-- Start of Extract --

A Not-So-Final Farewell
After more than two years of publishing, this will be our final issue of Global ETF Profits as a standalone service. In order to bring you more concise, actionable advice, we are merging Global ETF Profits with my market-beating Personal Finance Fund Portfolio.
Going forward, you will receive biweekly print issues of Personal Finance. You will also continue to receive my weekly e-letter ETF Profits Weekly, though the name will change to ETF Investment Insider beginning next week.
Thank you for being a subscriber to Global ETF Profits. I look forward to providing you with even better advice in each issue of Personal Finance, as we navigate these challenging times together.
In this final issue of Global ETF Profits, I’ll be covering the exchange-traded funds (ETF) I recommend selling, as well as those that I intend to continue covering in Personal Finance.
Continued Growth Coverage
There are a handful of names from our Growth Portfolio that I intend to carry over to my Personal Finance Fund Portfolio.
I have covered iShares S&P Global Healthcare (NYSE: IXJ) in the Fund Portfolio over the past two years for the same reasons that I’ve covered it here.

-- End of Extract --
-- Start of Recorded information --

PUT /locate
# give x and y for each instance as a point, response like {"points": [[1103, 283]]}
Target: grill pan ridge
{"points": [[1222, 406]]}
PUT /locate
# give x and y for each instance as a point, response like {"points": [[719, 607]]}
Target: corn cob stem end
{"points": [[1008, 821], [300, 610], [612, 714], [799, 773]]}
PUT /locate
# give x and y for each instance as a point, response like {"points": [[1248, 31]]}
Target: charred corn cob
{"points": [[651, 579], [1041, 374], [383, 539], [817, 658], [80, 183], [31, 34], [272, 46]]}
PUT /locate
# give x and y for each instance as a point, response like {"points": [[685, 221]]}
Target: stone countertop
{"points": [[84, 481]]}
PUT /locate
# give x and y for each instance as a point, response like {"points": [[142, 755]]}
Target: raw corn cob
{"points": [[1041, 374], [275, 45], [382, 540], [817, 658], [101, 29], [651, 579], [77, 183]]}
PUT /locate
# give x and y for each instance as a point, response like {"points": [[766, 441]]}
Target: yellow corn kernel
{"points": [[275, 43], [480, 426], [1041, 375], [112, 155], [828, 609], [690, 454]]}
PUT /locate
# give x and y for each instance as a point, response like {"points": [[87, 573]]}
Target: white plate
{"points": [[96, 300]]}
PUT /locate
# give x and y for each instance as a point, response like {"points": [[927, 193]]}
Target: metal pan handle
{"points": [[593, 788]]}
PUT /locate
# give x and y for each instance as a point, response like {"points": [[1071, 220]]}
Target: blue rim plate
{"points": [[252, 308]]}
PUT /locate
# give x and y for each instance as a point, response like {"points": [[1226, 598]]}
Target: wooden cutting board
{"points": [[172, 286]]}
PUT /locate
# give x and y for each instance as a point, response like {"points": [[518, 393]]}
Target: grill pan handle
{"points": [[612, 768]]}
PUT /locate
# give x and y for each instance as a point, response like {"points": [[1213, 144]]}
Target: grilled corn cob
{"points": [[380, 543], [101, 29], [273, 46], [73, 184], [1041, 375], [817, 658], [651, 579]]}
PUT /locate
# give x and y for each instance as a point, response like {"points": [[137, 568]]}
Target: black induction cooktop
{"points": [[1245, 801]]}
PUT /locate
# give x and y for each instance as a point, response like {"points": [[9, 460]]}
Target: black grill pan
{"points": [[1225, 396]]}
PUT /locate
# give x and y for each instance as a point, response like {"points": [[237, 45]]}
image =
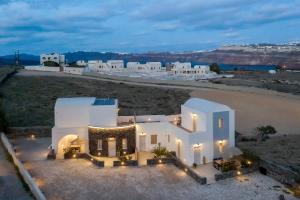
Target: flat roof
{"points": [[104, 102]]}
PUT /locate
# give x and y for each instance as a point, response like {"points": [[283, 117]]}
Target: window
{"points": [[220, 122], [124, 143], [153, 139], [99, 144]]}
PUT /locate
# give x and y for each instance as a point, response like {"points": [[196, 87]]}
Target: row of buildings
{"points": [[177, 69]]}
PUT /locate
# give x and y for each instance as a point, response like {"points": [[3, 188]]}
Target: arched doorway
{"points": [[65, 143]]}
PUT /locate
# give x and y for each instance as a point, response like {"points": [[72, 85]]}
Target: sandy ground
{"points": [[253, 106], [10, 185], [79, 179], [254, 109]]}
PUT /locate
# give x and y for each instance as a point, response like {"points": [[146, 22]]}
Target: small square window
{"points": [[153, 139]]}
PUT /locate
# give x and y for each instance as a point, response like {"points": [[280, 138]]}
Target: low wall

-- End of Recorded information --

What this exercise asks:
a. Transcribe the newsletter word for word, starting at the words "Thank you for" and ending after the words "my Personal Finance Fund Portfolio.".
b. Pull out every line of the entries that contains the string "corn".

Results of the exercise:
a.
Thank you for being a subscriber to Global ETF Profits. I look forward to providing you with even better advice in each issue of Personal Finance, as we navigate these challenging times together.
In this final issue of Global ETF Profits, I’ll be covering the exchange-traded funds (ETF) I recommend selling, as well as those that I intend to continue covering in Personal Finance.
Continued Growth Coverage
There are a handful of names from our Growth Portfolio that I intend to carry over to my Personal Finance Fund Portfolio.

b.
Target: corn cob stem end
Target: charred corn cob
Target: raw corn cob
Target: yellow corn kernel
Target: grilled corn cob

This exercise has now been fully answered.